**Supplied data**
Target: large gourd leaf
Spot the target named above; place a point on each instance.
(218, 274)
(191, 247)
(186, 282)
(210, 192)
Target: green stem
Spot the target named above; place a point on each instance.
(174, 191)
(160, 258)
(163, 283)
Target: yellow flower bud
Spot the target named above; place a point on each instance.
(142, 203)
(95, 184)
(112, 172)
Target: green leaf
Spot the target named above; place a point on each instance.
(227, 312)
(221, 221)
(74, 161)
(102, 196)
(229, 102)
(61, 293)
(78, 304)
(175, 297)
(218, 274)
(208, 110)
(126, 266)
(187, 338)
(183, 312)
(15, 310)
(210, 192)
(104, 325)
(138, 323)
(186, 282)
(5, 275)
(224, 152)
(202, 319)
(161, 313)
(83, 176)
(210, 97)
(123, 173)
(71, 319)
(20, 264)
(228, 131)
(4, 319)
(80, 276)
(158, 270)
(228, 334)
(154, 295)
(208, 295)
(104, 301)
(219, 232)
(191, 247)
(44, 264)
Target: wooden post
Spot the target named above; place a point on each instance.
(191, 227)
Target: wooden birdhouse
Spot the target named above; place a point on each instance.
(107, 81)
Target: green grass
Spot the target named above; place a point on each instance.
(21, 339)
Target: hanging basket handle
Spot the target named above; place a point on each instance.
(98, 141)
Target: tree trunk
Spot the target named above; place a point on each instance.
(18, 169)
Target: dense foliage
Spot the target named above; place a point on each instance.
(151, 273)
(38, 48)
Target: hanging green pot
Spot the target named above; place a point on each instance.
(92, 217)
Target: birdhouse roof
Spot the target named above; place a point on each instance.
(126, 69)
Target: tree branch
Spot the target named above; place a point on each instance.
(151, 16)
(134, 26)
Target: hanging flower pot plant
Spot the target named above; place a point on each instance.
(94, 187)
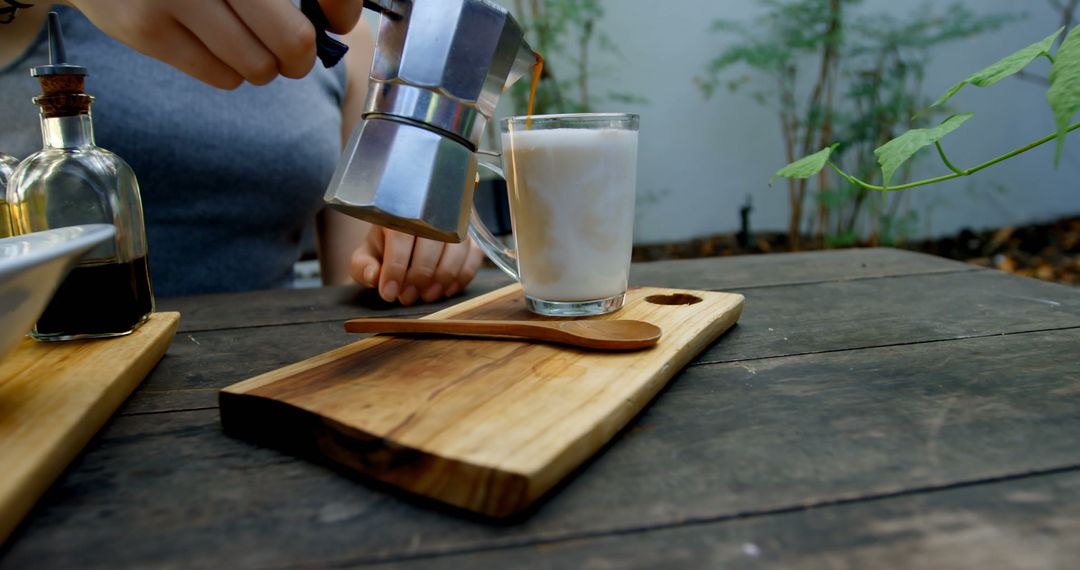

**Prompt**
Count the lines of the data that contain the string "tree", treating uppercase and lowercase as distinct. Reply with the number only.

**Solution to the exercise**
2